About this exercise =
Would you give all of the records again, exactly as they read?

Provided material =
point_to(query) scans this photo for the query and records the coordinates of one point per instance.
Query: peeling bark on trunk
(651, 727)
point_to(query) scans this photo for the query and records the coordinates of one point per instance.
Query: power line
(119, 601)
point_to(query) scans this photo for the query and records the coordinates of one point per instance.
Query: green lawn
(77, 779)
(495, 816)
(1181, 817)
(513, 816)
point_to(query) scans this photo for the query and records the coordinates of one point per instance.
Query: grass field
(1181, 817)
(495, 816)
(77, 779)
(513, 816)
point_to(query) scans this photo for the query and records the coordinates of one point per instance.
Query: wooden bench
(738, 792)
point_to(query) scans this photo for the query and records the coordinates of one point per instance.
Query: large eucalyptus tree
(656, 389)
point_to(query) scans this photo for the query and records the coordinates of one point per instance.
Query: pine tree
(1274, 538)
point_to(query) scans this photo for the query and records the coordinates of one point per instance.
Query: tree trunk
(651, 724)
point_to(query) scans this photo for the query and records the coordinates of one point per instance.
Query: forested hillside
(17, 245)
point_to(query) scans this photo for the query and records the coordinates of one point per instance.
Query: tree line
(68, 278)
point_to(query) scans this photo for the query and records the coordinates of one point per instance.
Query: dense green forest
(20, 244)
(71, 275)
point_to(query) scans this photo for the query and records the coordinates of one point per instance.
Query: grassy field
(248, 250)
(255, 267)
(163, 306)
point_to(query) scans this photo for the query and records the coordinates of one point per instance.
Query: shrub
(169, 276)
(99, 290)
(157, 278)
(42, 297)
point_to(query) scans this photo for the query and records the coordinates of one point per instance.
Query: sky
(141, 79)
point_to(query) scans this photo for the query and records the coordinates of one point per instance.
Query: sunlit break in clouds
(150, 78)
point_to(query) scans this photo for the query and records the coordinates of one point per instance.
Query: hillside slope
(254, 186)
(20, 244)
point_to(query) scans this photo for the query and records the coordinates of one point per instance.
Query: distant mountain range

Solution for this exercise =
point_to(query) scans this photo for the query and records the coordinates of one point per instance.
Query: peeling bark on trunk
(651, 727)
point_to(query) scans this photo for the query and records the coordinates of one point per instance.
Query: power line
(119, 601)
point_to(query) scans this photo for the query and records the coordinates of one point per instance.
Query: green lawn
(77, 779)
(495, 816)
(1181, 817)
(513, 816)
point_to(query) scans this photo for the query and records the coordinates of one point per instance.
Query: grass field
(1181, 817)
(495, 816)
(77, 779)
(513, 816)
point_to(query) scans this photo for the query and records the coordinates of one point per instance.
Query: wooden bench
(738, 792)
point_to(query) scans this photo for the query and records the coordinates of one point per instance.
Query: large eucalyptus tree
(656, 389)
point_to(query) scans this photo for the query and records the coordinates of one point per instance.
Query: pine tree
(1274, 538)
point_to(query) scans this photo for the query and records the coordinates of one point per instance.
Query: tree trunk
(651, 724)
point_to(query) scans this photo for the query and records the coordinates of one point per instance.
Query: forested hillside
(17, 245)
point_to(query) scans this photo for the query and records the coordinates of one point per instance.
Query: tree line
(68, 278)
point_to(query) scans this photo for the query and records the coordinates of one point per instance.
Query: dense green forest
(20, 244)
(71, 275)
point_to(query) scans this photo for the query and records the coordinates of one point per instance.
Query: grassy field
(248, 250)
(255, 267)
(163, 306)
point_to(query) scans this photo for the query and records the coordinates of one point per instance.
Query: shrub
(169, 276)
(99, 290)
(157, 278)
(42, 297)
point_to(query) scans this photo for the query and records the coordinates of one point per instance.
Query: sky
(141, 79)
point_to(query) scans this photo for the query and records the coordinates of one point per instance.
Query: sunlit break in clouds
(150, 78)
point_to(query) scans this photo for the query and records the coordinates of one point per instance.
Query: hillside slope
(254, 186)
(20, 244)
point_to(query) scans this photo for the query and records the coordinates of one point per instance.
Query: distant mountain range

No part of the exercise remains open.